> [Фрагмент документа]
Мощь просвещенного деспотизма проявлялась не только внутри при выдавливании «прибавочного продукта», но и вовне — при расширении владений. Письменность, хоть и создавалась для эффективного управления номовыми хозяйствами, оказалась способной на большее. И оставалось лишь расширяться за счет менее крупных, сильных и удачливых соседей — превращая ном в очень крупное государство.

Обобщенно говоря, грамотность обогащала, увеличивая в разы не только долю, но и абсолютный размер богатств, добываемых «грамотеям». И тут, как всегда бывает, стремительный рост доходов далеко не сразу создавал новые области приложения, а потому привычные сферы использования эксплуататорской прибыли раздувались до беспредела. Государственные границы пытались раздвинуть до самого «края земли». Дворцы и храмы строили до Небес. А круче любых пирамид вздымалась бюрократическая.

Неизвестно каких масштабов достигла б «гигантомания», если бы не пространственные пределы пойм. Сил для завоевания всей Месопотамии или всего Египта у самых могущественных номархов-завоевателей еще хватало. А вот дотянуться до стран, отделенных высокими горами и широкими пустынями, не получалось ни у кого до середины 2 тыс. до н.э. Хуже того, джунгли Индии и Китая препятствовали созданию тамошних всепойменных империй аж до времен Чандрагупты Маурьи (конец IV в. до н.э.) и Цинь Ши-хуанди (середина III в. до н.э.).

Впрочем, никто всерьез не старался соединить разделенное самою природой, судя по тому, что морской и гребной флот, коневодство, гужевой транспорт, мощеные дороги и прочие «коммуникации», необходимые для улучшения и ускорения межрегионального взаимодействия, получили массовое распространение через тысячелетия после изобретения – когда темп жизни пойменных империй достиг соответствующего уровня. А до той поры экстраординарных усилий не следовало и ждать: без крайней необходимости люди не напрягаются.

> [Выдержки из набора данных с разметкой местоположений]
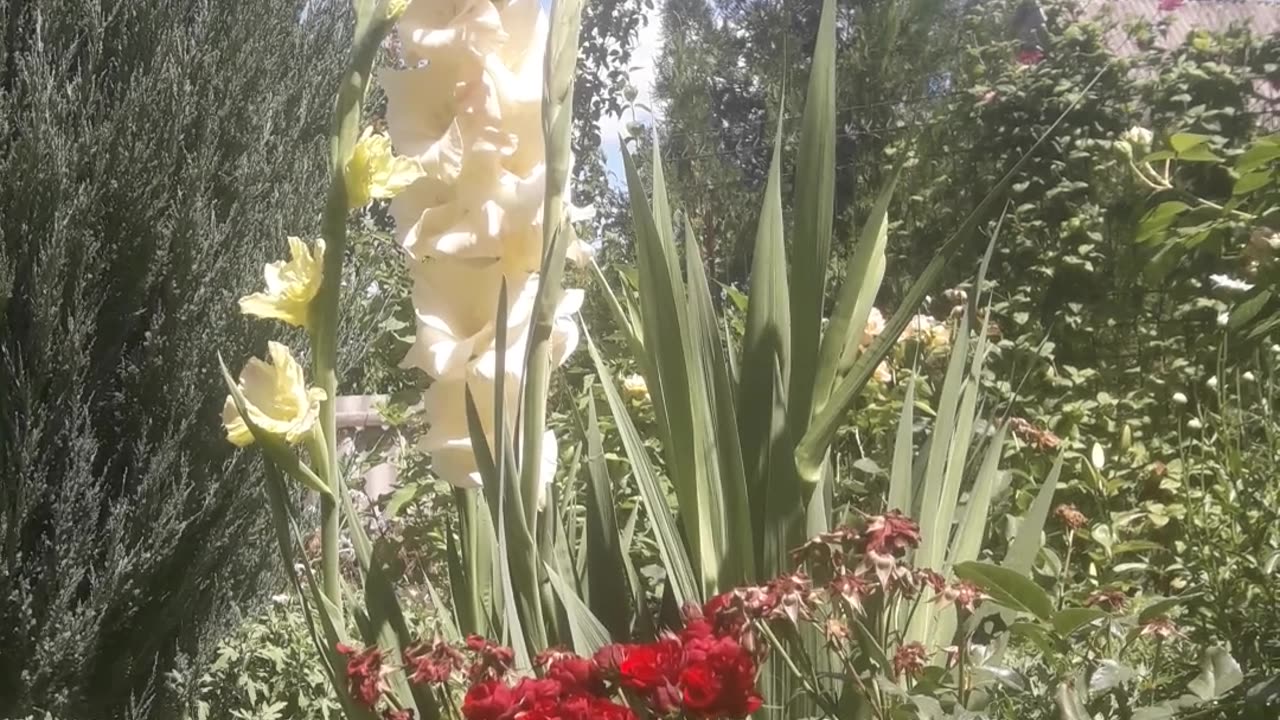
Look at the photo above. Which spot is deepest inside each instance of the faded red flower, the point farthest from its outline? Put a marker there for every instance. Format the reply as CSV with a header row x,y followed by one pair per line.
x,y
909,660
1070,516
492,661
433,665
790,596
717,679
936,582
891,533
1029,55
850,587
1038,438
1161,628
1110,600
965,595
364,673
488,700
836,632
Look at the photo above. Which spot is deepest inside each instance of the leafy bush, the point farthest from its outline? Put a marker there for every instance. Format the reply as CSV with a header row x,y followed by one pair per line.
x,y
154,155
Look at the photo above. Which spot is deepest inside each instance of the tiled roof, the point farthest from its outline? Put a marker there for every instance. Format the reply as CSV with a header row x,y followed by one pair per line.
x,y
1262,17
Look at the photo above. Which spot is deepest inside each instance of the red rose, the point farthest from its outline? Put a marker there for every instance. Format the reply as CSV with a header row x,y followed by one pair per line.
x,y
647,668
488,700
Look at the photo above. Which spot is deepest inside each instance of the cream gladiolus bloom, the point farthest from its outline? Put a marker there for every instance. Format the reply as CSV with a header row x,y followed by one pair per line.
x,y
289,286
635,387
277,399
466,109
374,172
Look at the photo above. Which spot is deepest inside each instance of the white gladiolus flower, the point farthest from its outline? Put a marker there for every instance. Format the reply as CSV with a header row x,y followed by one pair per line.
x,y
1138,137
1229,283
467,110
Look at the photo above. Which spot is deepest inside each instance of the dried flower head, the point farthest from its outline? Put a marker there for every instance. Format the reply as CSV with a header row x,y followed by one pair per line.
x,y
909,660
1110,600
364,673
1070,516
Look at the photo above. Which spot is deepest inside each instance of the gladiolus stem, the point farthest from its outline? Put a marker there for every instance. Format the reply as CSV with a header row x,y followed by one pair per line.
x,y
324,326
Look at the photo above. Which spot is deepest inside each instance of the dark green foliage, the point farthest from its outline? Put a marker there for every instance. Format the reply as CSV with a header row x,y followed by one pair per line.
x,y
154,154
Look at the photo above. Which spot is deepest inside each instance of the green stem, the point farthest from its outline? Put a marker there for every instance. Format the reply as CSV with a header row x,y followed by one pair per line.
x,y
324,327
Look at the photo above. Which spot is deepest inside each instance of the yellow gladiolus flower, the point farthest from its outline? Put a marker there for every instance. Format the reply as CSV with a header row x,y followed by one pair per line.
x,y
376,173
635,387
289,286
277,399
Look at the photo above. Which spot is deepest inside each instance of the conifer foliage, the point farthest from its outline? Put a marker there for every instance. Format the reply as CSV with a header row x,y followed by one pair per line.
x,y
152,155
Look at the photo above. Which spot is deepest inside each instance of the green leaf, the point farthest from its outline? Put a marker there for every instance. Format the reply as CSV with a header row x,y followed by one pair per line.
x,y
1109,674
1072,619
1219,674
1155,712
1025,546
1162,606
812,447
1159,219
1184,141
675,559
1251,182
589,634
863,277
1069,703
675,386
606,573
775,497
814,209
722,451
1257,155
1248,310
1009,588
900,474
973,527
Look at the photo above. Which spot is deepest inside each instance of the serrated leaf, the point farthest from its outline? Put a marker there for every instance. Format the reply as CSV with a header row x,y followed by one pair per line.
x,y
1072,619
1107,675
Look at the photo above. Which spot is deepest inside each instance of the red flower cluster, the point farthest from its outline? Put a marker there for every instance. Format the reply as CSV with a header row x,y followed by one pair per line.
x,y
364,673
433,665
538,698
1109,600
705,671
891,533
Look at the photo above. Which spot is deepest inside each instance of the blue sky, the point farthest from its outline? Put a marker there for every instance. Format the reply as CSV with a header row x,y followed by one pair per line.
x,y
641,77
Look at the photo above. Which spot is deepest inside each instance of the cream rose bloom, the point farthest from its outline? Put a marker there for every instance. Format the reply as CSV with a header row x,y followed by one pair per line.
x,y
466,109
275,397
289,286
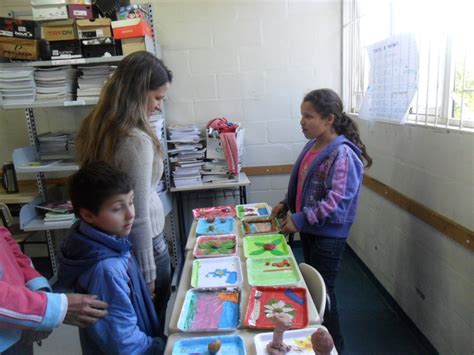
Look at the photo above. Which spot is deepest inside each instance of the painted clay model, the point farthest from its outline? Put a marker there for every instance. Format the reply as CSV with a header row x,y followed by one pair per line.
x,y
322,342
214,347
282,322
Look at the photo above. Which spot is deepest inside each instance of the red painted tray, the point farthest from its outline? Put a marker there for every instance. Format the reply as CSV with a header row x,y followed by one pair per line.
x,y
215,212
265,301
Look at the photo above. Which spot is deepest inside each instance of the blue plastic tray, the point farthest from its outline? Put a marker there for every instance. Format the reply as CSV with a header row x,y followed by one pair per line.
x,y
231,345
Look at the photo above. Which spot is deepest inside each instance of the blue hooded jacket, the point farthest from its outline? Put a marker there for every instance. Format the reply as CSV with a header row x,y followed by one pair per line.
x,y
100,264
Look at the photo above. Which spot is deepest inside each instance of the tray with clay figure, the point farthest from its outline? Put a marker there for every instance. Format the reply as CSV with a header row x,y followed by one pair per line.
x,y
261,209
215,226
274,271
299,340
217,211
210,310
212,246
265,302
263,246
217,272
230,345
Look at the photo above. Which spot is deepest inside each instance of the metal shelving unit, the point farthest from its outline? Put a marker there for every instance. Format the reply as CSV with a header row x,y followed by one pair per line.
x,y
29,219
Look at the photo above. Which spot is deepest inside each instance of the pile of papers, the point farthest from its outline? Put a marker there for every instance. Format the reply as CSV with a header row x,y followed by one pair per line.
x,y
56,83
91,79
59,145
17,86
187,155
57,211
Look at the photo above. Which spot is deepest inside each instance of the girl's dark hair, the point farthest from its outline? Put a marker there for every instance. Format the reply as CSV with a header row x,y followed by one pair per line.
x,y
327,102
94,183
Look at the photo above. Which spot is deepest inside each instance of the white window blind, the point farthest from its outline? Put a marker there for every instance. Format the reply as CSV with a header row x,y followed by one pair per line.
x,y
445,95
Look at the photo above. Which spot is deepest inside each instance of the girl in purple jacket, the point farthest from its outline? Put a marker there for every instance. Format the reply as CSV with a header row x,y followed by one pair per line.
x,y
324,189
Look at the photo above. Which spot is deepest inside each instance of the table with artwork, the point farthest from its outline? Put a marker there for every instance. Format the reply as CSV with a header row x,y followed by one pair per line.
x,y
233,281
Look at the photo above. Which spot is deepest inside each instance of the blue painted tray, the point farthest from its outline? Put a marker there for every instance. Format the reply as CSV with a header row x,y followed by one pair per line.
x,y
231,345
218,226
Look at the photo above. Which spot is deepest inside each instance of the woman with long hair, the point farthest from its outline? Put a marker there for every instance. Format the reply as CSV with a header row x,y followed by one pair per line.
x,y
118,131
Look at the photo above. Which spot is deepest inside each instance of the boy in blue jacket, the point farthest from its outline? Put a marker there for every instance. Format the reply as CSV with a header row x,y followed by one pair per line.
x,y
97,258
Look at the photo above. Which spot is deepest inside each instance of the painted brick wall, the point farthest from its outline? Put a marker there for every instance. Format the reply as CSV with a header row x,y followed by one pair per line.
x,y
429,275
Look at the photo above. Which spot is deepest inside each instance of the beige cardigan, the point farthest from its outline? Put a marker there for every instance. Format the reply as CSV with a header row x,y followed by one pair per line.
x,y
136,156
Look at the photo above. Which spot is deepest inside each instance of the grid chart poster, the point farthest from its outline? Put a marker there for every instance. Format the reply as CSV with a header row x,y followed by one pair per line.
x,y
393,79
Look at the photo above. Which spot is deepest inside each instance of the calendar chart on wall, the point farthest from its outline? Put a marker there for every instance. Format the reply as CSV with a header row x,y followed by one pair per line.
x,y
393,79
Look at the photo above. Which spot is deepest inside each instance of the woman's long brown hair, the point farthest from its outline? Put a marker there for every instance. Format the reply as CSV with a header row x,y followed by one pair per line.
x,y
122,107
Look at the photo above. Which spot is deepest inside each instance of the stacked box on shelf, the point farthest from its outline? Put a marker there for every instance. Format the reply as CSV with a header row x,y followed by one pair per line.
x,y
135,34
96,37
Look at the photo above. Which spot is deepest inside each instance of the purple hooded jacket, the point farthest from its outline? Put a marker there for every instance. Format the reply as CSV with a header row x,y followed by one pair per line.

> [Что нужно сделать]
[1] Повторите дословно отрывок фрагмента документа от слов «Неизвестно каких масштабов» до слов «в. до н.э.).» включительно.
[2] Покажите все строки листинга, в которых встречается слово «clay», учитывая регистр букв.
Листинг никак не связан с фрагментом документа.

> [Решения заданий]
[1]
Неизвестно каких масштабов достигла б «гигантомания», если бы не пространственные пределы пойм. Сил для завоевания всей Месопотамии или всего Египта у самых могущественных номархов-завоевателей еще хватало. А вот дотянуться до стран, отделенных высокими горами и широкими пустынями, не получалось ни у кого до середины 2 тыс. до н.э. Хуже того, джунгли Индии и Китая препятствовали созданию тамошних всепойменных империй аж до времен Чандрагупты Маурьи (конец IV в. до н.э.) и Цинь Ши-хуанди (середина III в. до н.э.).

[2]
Look at the photo above. Which spot is deepest inside each instance of the painted clay model, the point farthest from its outline? Put a marker there for every instance. Format the reply as CSV with a header row x,y followed by one pair per line.
Look at the photo above. Which spot is deepest inside each instance of the tray with clay figure, the point farthest from its outline? Put a marker there for every instance. Format the reply as CSV with a header row x,y followed by one pair per line.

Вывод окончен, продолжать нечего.